[Raw data]

============================================================

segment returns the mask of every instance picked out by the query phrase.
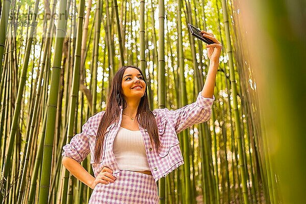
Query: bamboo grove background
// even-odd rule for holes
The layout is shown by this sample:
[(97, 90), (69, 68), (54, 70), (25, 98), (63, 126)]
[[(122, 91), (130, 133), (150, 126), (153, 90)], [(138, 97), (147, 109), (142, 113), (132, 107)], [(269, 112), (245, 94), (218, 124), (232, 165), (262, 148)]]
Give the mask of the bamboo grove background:
[[(290, 54), (282, 47), (297, 42), (302, 42), (294, 44), (301, 52), (293, 55), (294, 64), (304, 64), (301, 55), (306, 33), (298, 26), (305, 22), (299, 20), (304, 13), (297, 12), (302, 16), (292, 11), (305, 7), (290, 3), (289, 9), (277, 2), (282, 17), (292, 20), (285, 20), (284, 26), (293, 24), (301, 35), (290, 33), (293, 38), (285, 41), (276, 38), (270, 45), (278, 55), (271, 59), (267, 56), (275, 50), (255, 49), (254, 57), (250, 53), (264, 46), (256, 34), (264, 34), (267, 42), (276, 33), (273, 28), (282, 27), (284, 22), (273, 22), (273, 15), (280, 16), (281, 11), (274, 11), (278, 10), (273, 9), (273, 1), (242, 2), (1, 1), (1, 202), (88, 202), (92, 191), (63, 167), (62, 147), (89, 117), (104, 110), (110, 82), (121, 65), (137, 65), (145, 73), (152, 109), (175, 109), (194, 101), (209, 62), (205, 44), (189, 34), (189, 22), (213, 32), (223, 45), (215, 100), (210, 121), (178, 135), (185, 164), (159, 181), (160, 202), (304, 203), (299, 197), (304, 188), (297, 181), (305, 181), (305, 165), (289, 157), (304, 155), (291, 149), (302, 149), (306, 143), (300, 140), (301, 126), (294, 128), (293, 142), (285, 139), (283, 133), (289, 132), (282, 128), (292, 130), (297, 123), (284, 123), (285, 115), (277, 113), (287, 104), (280, 100), (280, 105), (271, 106), (275, 104), (265, 95), (284, 97), (274, 92), (276, 85), (265, 84), (271, 75), (279, 87), (281, 80), (288, 83), (287, 90), (293, 88), (294, 78), (286, 81), (276, 71), (262, 71), (268, 66), (275, 70), (276, 62), (285, 70), (289, 60), (281, 57)], [(266, 15), (254, 14), (261, 10)], [(264, 17), (270, 21), (262, 24)], [(254, 69), (257, 66), (263, 68)], [(256, 77), (261, 73), (267, 74)], [(305, 76), (302, 73), (299, 77)], [(295, 92), (287, 93), (284, 100)], [(273, 122), (275, 113), (284, 126)], [(291, 113), (299, 115), (295, 109)], [(290, 166), (278, 165), (283, 159)], [(82, 164), (93, 173), (89, 158)]]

============================================================

[Prompt]: Please retype the data above word for word, leaving out the pictures.

[Correct answer]:
segment returns the mask of every instance picked out by the query phrase.
Query: bamboo grove background
// even-odd rule for holes
The layout is shown by this sample:
[(97, 90), (69, 68), (54, 70), (25, 98), (63, 126)]
[[(122, 91), (130, 133), (150, 126), (153, 90)], [(138, 97), (147, 109), (142, 113), (132, 107)], [(269, 112), (245, 94), (218, 124), (232, 165), (262, 148)]]
Give the mask of the bamboo grove background:
[[(290, 54), (282, 47), (297, 42), (302, 42), (294, 44), (301, 52), (293, 55), (294, 64), (304, 64), (301, 55), (306, 33), (298, 26), (305, 22), (299, 20), (304, 13), (297, 12), (302, 16), (292, 11), (305, 7), (290, 3), (289, 9), (277, 2), (282, 17), (292, 20), (285, 20), (284, 26), (293, 24), (301, 35), (290, 33), (293, 38), (285, 41), (276, 38), (270, 45), (278, 55), (271, 59), (267, 56), (275, 50), (255, 49), (254, 57), (250, 53), (264, 46), (256, 34), (264, 34), (267, 42), (276, 33), (273, 28), (282, 27), (284, 22), (273, 22), (273, 15), (280, 16), (281, 11), (274, 11), (278, 10), (273, 9), (273, 1), (242, 2), (1, 1), (1, 202), (88, 202), (92, 191), (63, 167), (62, 147), (89, 117), (104, 110), (110, 82), (121, 65), (137, 65), (145, 73), (152, 109), (175, 109), (194, 101), (209, 62), (205, 44), (189, 34), (189, 22), (213, 32), (223, 45), (215, 100), (210, 121), (178, 135), (185, 164), (159, 181), (160, 202), (304, 203), (299, 197), (304, 188), (297, 181), (305, 181), (305, 165), (289, 157), (304, 155), (291, 149), (302, 149), (306, 143), (300, 140), (301, 126), (294, 128), (293, 142), (285, 139), (283, 133), (289, 132), (282, 128), (292, 130), (297, 123), (284, 123), (285, 115), (277, 113), (287, 104), (280, 100), (280, 105), (271, 106), (275, 104), (265, 95), (284, 97), (274, 92), (276, 85), (265, 84), (271, 75), (279, 87), (281, 80), (288, 83), (287, 90), (293, 88), (294, 78), (286, 81), (276, 71), (262, 71), (268, 66), (275, 70), (276, 62), (285, 70), (289, 60), (281, 57)], [(266, 15), (254, 14), (261, 10)], [(264, 17), (270, 21), (262, 24)], [(254, 69), (257, 66), (263, 68)], [(256, 77), (261, 73), (267, 74)], [(305, 76), (302, 73), (299, 77)], [(295, 92), (287, 93), (284, 100)], [(273, 122), (275, 113), (284, 126)], [(291, 113), (299, 115), (295, 109)], [(290, 166), (278, 165), (283, 159)], [(82, 164), (93, 173), (89, 158)]]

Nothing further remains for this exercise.